= Exercise goal =
Please copy the part of the endometriosis text between "1 in 9 women" and "long to get diagnosed with endometriosis?", inclusive, and swap "fatigue" for "exhaustion".

= Extracted text =

··········

Why Is It Hard to Get Diagnosed with Endometriosis?
1 in 9 women at a reproductive age are diagnosed with endometriosis, a progressive and inflammatory disease that can contribute to infertility, and a host of life-altering and debilitating symptoms such as pain and fatigue. It can take anywhere between 7 to 12 years to be diagnosed with endometriosis.1,2
Endometriosis costs the United States approximately $69.4 billion per year in health expenditure. Data also shows that the average annual health care costs are more than 3 times greater for women who have endometriosis, than women without endometriosis.2
The annual health care costs for women with endometriosis are similar to other chronic diseases such as Crohn’s disease, diabetes, and rheumatoid arthritis, which receive far more resources than endometriosis.2
So given these sobering statistics, why does it take so long to get diagnosed with endometriosis?
Stigma and taboo
One reason for the delay is believed to be the stigma surrounding menstrual issues and the normalization of women’s pain. It’s estimated women wait for around 2.3 years from the onset of symptoms before they seek help. The societal normalization of women’s pain and the taboo around topics such as painful sex, period pain can prevent women and girls from discussing their symptoms with family and health care providers.

··········

= Records provided =
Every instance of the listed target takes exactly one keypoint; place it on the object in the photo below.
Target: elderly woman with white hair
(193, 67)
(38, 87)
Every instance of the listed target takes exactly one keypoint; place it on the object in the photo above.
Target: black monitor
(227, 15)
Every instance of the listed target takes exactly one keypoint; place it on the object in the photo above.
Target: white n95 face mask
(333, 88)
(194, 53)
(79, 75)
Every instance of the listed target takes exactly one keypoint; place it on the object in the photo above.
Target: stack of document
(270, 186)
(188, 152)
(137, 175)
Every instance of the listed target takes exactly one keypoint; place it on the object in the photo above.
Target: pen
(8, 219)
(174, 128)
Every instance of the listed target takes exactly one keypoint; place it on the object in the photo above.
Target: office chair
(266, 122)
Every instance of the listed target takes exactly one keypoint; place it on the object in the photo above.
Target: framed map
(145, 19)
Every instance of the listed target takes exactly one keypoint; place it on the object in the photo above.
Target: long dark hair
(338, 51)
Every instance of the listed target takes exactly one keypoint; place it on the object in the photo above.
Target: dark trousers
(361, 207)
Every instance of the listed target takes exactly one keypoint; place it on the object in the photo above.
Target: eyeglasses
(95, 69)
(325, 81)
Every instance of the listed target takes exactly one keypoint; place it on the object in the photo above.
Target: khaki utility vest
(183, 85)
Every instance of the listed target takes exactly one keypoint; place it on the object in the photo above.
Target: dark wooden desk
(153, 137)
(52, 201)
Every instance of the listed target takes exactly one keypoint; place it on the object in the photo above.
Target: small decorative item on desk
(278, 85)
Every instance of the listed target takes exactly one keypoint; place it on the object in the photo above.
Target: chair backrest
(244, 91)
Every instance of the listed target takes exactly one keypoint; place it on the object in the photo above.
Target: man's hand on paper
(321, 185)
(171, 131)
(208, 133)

··········

= Solution =
1 in 9 women at a reproductive age are diagnosed with endometriosis, a progressive and inflammatory disease that can contribute to infertility, and a host of life-altering and debilitating symptoms such as pain and exhaustion. It can take anywhere between 7 to 12 years to be diagnosed with endometriosis.1,2
Endometriosis costs the United States approximately $69.4 billion per year in health expenditure. Data also shows that the average annual health care costs are more than 3 times greater for women who have endometriosis, than women without endometriosis.2
The annual health care costs for women with endometriosis are similar to other chronic diseases such as Crohn’s disease, diabetes, and rheumatoid arthritis, which receive far more resources than endometriosis.2
So given these sobering statistics, why does it take so long to get diagnosed with endometriosis?